### Tujuan A
Ketik ulang bagian berita tentang penangkapan pengedar obat di Kendari dari "Kabid Humas Polda" sampai "ribu bahkan lebih." tanpa mengubah satu kata pun.
### Tujuan B
Lanjutkan berita tentang penangkapan pengedar obat di Kendari setelah kalimat terakhir yang ditampilkan.
··· Teks yang Ditampilkan ···
LENTERASULTRA.com – Untuk sesaat, masyarakat Kota Kendari bisa sedikit menurunkan intensitas keresahan gara-gara jatuhnya korban massal akibat mengonsumsi obat yang sejauh ini belum teridentifikasi persis jenisnya. Para pelaku penyebar obat “maut” itu sudah dibekuk.
Kamis (14/9) pagi, Polda Sultra merilis usaha personilnya dalam dua hari terakhir. Tujuh orang diamankan dari berbagai tempat dengan dugaan mengedarkan obat-obatan yang diduga Narkoba baru jenis Flakka. Dari delapan itu, ada dua apoteker ikut diamankan karena ditenggarai peracik obat jenis PCC.
Mereka sudah ditetapkan tersangka dan dijerat Undang-Undang Kesehatan. Delapan orang adalah hasil penangkapan dari tiga polres jajaran dan polda sendiri. Untuk Polres Kendari berhasil menangkap empat orang, Polres Konawe menangkap satu orang, Polres Kolaka satu orang dan Polda Sultra dua orang.
Kabid Humas Polda Sultra AKBP Sunarto menguraikan, dua orang peracik obat tersebut adalah perempuan. Mereka menjual obat tanpa resep dokter dengan jumlah yang banyak. Obat-obat itu juga diduga ada kaitannya dengan yang dikonsumsi 50-an remaja di Kota Kendari, yang selama tiga hari ini bikin geger rumah sakit.
“Semuanya masih dalam proses penyelidikan. Kita lihat kedepan, yang pasti apoteker ini adalah pembuat dan penjual obat yang tanpa resep dokter,” katanya kepada sejumlah awak media di Kendari.
Dari hasil pemeriksaan kata Sunarto, modus operandi dari penjualan barang haram tersebut dengan membeli langsung kepada para pengedar. Katanya untuk setiap butir dijual dengan harga beragam Rp 25 ribu bahkan lebih.
Sementara itu, Kamis (14/9) pagi, Kepolisian Sektor Mandonga, Kota Kendari, juga merilis tangkapannya. Seorang wanita setengah baya berinisial ST, Rabu malam 13 September 2017. Wanita ini diduga pengedar obat-obatan terlarang sejenis Flaka, yang sempat membuat puluhan remaja dan pemuda mengalami gangguan kejiwaan, kejang-kejang dan mengamuk.
ST ditangkap di Jalan Kemuning, Kelurahan Watuwatu, Kecamatan Kendari Barat, saat hendak mengedarkan obat jenis PCC yang reaksinya mirip dengan Flaka. Polisi berhasil mengamankan perempuan berumur 39 tahun ini bersama ribuan butir obat yang akan diedar.
“Kami juga menyita uang senilai Rp 735 ribu hasil penjualan obat PCC. Saat ini kami masih mendalami bagaimana modus penjualannya dan sejak kapan profesi ini dikerjakan,” kata Kapolres Kendari, AKBP Jemy Junaedi kepada.
··· Kutipan Data ···
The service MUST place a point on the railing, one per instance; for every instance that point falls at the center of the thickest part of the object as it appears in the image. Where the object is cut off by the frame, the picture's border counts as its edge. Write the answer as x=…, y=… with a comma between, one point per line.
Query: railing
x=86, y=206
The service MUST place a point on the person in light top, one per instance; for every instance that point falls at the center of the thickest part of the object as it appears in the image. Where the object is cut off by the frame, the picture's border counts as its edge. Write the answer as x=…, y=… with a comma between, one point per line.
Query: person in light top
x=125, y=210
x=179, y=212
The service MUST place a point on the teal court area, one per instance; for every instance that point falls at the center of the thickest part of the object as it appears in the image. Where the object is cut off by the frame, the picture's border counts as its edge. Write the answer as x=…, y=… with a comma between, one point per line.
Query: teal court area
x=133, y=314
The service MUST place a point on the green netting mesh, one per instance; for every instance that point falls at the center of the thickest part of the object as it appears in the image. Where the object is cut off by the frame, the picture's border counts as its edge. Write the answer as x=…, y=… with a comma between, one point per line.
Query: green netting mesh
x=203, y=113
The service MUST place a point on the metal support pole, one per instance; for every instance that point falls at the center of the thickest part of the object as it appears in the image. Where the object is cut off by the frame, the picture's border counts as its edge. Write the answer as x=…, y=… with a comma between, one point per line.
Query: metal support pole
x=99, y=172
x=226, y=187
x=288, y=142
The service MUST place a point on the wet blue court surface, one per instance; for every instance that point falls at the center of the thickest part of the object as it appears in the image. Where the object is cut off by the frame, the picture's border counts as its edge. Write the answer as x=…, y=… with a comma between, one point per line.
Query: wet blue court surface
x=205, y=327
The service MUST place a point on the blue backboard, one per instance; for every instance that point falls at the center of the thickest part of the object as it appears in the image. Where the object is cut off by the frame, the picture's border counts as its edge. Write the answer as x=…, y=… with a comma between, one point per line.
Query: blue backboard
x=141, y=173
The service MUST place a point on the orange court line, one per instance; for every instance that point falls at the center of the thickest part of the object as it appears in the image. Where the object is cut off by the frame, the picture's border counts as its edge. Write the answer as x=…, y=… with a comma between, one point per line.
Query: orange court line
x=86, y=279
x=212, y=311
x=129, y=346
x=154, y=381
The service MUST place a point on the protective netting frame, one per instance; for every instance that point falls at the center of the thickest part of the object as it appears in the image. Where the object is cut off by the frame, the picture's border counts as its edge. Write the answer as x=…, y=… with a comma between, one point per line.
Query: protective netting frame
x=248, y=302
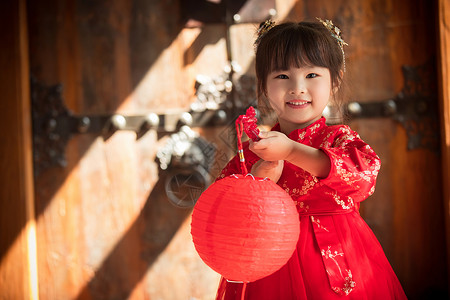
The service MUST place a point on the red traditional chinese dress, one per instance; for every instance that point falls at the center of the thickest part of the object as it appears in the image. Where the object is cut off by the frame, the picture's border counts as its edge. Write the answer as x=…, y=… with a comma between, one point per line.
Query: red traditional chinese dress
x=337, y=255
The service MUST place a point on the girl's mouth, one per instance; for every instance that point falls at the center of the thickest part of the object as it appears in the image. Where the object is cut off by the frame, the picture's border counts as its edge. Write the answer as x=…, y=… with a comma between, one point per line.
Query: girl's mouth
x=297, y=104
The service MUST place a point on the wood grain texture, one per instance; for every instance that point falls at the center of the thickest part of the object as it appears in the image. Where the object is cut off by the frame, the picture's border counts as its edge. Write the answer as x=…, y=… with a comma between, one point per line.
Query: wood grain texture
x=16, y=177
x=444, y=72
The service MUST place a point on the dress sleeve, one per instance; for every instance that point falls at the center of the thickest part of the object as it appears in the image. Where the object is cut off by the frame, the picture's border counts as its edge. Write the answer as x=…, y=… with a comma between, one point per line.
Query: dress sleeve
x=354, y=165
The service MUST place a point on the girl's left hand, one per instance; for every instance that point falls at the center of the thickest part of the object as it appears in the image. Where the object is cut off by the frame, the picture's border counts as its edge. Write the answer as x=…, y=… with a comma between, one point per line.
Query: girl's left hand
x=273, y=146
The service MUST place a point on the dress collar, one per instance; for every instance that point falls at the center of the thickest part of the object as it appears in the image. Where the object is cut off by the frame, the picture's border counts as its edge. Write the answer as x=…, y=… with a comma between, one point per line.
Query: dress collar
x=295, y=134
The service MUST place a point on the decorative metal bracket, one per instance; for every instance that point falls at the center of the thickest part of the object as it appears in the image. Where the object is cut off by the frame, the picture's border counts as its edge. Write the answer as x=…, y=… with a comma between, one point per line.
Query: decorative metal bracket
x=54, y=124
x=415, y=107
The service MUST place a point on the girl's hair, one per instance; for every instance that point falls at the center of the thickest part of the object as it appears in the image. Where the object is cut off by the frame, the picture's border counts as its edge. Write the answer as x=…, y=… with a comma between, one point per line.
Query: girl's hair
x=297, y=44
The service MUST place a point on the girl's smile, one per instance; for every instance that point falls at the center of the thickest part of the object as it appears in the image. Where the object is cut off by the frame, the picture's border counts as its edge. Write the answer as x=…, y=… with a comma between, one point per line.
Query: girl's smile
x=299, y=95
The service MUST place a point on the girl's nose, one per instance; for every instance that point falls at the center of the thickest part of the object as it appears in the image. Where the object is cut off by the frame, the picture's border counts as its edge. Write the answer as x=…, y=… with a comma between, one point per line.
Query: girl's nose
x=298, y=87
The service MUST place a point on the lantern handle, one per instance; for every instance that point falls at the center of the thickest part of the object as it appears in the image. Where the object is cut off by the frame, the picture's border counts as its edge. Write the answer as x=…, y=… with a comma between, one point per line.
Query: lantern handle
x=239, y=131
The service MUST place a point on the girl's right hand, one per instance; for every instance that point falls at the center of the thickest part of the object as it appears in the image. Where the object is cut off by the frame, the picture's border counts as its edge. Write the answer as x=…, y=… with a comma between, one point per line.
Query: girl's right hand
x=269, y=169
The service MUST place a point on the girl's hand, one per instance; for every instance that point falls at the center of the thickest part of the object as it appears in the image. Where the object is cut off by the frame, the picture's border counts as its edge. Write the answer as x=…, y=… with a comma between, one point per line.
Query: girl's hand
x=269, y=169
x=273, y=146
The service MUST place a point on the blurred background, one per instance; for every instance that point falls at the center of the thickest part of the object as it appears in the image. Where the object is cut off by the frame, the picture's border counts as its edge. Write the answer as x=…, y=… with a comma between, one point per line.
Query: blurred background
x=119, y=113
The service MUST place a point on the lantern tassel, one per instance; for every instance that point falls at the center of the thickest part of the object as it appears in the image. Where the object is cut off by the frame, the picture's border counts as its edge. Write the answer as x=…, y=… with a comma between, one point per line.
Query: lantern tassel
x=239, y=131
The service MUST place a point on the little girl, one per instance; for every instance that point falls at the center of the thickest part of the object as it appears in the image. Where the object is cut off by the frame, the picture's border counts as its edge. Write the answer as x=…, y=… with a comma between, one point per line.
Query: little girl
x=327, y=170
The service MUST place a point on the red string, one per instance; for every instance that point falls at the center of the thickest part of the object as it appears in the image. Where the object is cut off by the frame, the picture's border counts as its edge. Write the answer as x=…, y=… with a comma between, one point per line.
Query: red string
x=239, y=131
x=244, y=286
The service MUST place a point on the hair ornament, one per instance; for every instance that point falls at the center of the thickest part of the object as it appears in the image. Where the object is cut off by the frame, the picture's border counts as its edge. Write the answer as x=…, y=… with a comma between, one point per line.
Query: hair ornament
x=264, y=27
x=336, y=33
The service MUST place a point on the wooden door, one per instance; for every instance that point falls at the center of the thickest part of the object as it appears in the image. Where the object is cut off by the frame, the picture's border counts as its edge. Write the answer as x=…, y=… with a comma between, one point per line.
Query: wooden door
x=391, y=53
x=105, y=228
···
### Jawaban A
Kabid Humas Polda Sultra AKBP Sunarto menguraikan, dua orang peracik obat tersebut adalah perempuan. Mereka menjual obat tanpa resep dokter dengan jumlah yang banyak. Obat-obat itu juga diduga ada kaitannya dengan yang dikonsumsi 50-an remaja di Kota Kendari, yang selama tiga hari ini bikin geger rumah sakit.
“Semuanya masih dalam proses penyelidikan. Kita lihat kedepan, yang pasti apoteker ini adalah pembuat dan penjual obat yang tanpa resep dokter,” katanya kepada sejumlah awak media di Kendari.
Dari hasil pemeriksaan kata Sunarto, modus operandi dari penjualan barang haram tersebut dengan membeli langsung kepada para pengedar. Katanya untuk setiap butir dijual dengan harga beragam Rp 25 ribu bahkan lebih.

### Jawaban B
Menurutnya, ST adalah jaringan peredaran gelap obat-obatan terlarang yang mengakibatkan remaja di Kendari menjadi korban. Hanya saja kata perwira polisi ini, pihaknya masih akan mendalami dugaan itu. Ia akan melakukan pemeriksaan terhadap korban di rumah sakit, terkait apakah ada yang mengenali ST.
“Saat ini belum (dimintai keterangan) karena korban semuanya belum bisa diperiksa. Hanya saja dari pemeriksaan awal, kami dapatkan informasi bahwa ST ini memang pengedar dan sempat menjual obat kepada beberapa remaja di Kendari yang sempat menjadi korban.
Sementara itu ditanya terkait apakah PCC ada kesamaan dengan Flaka, Jemy belum mau berandai-andai. Pasalnya mereka juga masih menunggu hasil pemeriksaan laboratorium dari BNN, BPOM dan Mabes Polri. Katanya narkoba jenis Flaka masih akan didalami. “Belum mengarah ke sana,” tegasnya.
Dari Jakarta, seperti dikutip dari liputan6.com, staf Ahli Kimia Farmasi Badan Narkotika Nasional (BNN) Kombes Mufti Djusnir mengatakan, apa yang terjadi di Kota Kendari itu harus diyakini dulu apa yang telah dikonsumsi korban hingga menimbulkan dampak yang sangat parah. Sebab, dari informasi yang didapatkan, ada beberapa macam obat yang diracik.
“Jika benar mereka meracik sejumlah obat, di antaranya obat PCC, harus dikonfirmasi dari laboratorium BPOM setempat,” kata Mufti. Merujuk cerita seorang korban, ia mengaku mencampur tiga jenis obat berbeda, yakni Tramadol, Somadril, dan PCC. Tiga obat itu dicampur dan diminum secara bersamaan dengan air putih.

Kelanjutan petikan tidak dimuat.